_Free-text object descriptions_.
****

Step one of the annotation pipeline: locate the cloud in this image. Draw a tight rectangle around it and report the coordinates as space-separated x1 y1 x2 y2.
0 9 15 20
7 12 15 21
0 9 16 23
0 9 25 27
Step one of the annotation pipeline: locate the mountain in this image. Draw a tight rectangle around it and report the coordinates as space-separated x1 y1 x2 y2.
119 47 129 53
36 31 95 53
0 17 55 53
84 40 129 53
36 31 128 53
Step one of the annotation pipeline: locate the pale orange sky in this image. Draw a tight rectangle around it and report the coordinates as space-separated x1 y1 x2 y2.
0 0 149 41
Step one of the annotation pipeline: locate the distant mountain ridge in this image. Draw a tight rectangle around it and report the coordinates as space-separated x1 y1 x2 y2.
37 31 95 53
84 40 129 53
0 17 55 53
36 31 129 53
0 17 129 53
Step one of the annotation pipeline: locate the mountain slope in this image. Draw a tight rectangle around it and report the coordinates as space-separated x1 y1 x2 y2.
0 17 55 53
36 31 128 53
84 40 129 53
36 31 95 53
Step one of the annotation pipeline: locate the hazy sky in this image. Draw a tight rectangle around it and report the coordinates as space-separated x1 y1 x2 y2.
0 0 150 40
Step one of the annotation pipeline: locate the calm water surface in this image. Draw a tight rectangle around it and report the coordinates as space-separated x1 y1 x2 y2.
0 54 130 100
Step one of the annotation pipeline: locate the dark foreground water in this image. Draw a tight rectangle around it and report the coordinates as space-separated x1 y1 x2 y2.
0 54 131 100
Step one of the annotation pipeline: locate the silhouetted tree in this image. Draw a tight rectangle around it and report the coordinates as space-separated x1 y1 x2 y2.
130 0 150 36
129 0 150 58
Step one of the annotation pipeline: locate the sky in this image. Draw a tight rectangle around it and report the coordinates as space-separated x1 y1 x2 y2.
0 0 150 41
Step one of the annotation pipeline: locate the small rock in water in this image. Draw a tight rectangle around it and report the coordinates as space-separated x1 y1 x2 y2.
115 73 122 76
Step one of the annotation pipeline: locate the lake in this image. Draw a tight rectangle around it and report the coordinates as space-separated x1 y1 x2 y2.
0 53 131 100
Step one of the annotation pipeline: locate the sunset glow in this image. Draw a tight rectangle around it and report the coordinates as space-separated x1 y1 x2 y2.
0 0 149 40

****

_ABOUT THIS EXERCISE_. Restate every line of the data above exactly as it was written.

_RESPONSE BELOW_.
Step one of the annotation pipeline: locate the cloud in this image. Draw a tight rectangle around it and report the coordinates as space-separated x1 y1 x2 y2.
0 9 15 20
7 12 15 21
0 9 16 23
0 9 25 27
Step one of the annotation pipeline: locate the mountain in this image. Draw a tight rectangle around it and report the coordinates as space-separated x1 y1 x2 y2.
119 47 129 53
36 31 95 53
0 17 55 53
84 40 129 53
36 31 128 53
Step one of the annotation pipeline: locate the pale orange sky in this image. Draw a tight rectangle around it and report the coordinates as space-separated x1 y1 x2 y2.
0 0 149 41
Step one of the annotation pipeline: locate the distant mountain ridge in this image. Draw a tight rectangle around it and report the coordinates as space-separated x1 y1 x2 y2.
37 31 95 53
84 40 129 53
0 17 55 53
36 31 129 53
0 17 129 53
Step one of the annotation pipeline: locate the mountain slope in this image. Draw a tight rectangle around it and report the coordinates as space-separated x1 y1 x2 y2.
0 17 55 53
36 31 128 53
84 40 129 53
36 31 95 53
Step one of the annotation pipeline: locate the hazy sky in this image. Draw a tight rectangle around it and report the coordinates as space-separated x1 y1 x2 y2.
0 0 150 40
Step one of the annotation pipeline: locate the calm water surface in this image. Draw a tight rectangle around it and report the coordinates as space-separated x1 y1 x2 y2.
0 54 130 100
Step one of the annotation pipeline: locate the dark foreground water in this image. Draw a tight rectangle around it and report the coordinates as space-separated x1 y1 x2 y2.
0 54 131 100
Step one of the annotation pipeline: locate the silhouetted tree in this image. Draw a tight rectangle around it and report the coordinates as space-separated x1 y1 x2 y2.
130 0 150 36
129 0 150 58
Step one of the annotation pipeline: locate the sky in this image. Draw a tight rectangle around it and report the coordinates as space-separated x1 y1 x2 y2.
0 0 150 41
Step one of the annotation pipeline: locate the small rock in water in this image. Draw a tight rectangle around it and report the coordinates as space-separated x1 y1 x2 y2.
115 73 122 76
Step one of the annotation pipeline: locate the lake in this image. Draw a tight rectangle around it and report the coordinates as space-separated x1 y1 x2 y2.
0 53 131 100
Step one of the annotation pipeline: locate the sunset glow in this image. Draw a tight rectangle around it and report the coordinates as space-separated x1 y1 x2 y2.
0 0 149 40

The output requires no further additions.